• **SELECTED TEXT**
Cats may increase risk of Glaucoma
A headline caught my attention this week ‘Cats may increase risk of Glaucoma’.
The article about a rather unusual American study could bring alarm to the millions of cat owners in the UK so let me try and ease your mind before you lock your cat out for good.
The article states that American researchers found that being exposed to particular animals such as cats and cockroaches (hopefully you don’t have any of those as pets) may increase a person’s risk of developing glaucoma.
However, contact with dogs could guard against the eye disease, the same study found.
Published in the American Journal of Ophthalmology, researchers at the University of California reported that people diagnosed with glaucoma had ‘significantly’ higher levels of immunoglobulin E (IgE), a type of allergic antibody produced by the body in response to cats.
14.3% of glaucoma sufferers had significantly elevated levels of IgE to cats compared to 10% of the normal population. But dog allergens appear to behave slightly differently where IgE to dog allergens were elevated in 6% of glaucoma patients, but 9.2% of the normal population thus suggesting that exposure to cats may increase your risk of glaucoma and dogs may actually lower your risk.
Researchers believe that their findings raise the possibility that the immune system plays a role in glaucoma.
So should you kick Fluffy out now and buy a dog? Of course not. The study did not assess different subtypes of glaucoma and their relationship with IgE, and only tests these few specific IgE levels. A lot more research needs to be done before these results would mean much. In the meantime could the research help contribute towards a future possible immunisation against glaucoma, or enable blood testing to help more accurately predict those at risk? It is possible. I’ll keep you posted.

• **Point localization data**
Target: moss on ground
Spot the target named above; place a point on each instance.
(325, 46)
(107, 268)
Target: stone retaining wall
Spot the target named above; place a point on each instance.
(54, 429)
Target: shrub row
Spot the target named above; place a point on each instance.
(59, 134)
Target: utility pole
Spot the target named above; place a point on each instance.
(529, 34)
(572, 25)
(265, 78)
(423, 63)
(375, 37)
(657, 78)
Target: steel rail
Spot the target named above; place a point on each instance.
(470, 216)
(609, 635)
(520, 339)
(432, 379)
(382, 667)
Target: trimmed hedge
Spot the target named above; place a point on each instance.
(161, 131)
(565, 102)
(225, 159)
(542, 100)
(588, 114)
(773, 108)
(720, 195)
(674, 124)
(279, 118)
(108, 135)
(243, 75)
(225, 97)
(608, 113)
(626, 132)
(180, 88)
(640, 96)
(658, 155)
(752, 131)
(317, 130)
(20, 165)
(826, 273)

• **TASK OBJECTIVE**
Answer these questions from the text on cats and glaucoma above:
1. In which journal was the study published?
2. What share of glaucoma sufferers had significantly elevated levels of IgE to cats?
3. What did the study not assess?

• **REPLY**
1. The American Journal of Ophthalmology
2. 14.3%
3. Different subtypes of glaucoma and their relationship with IgE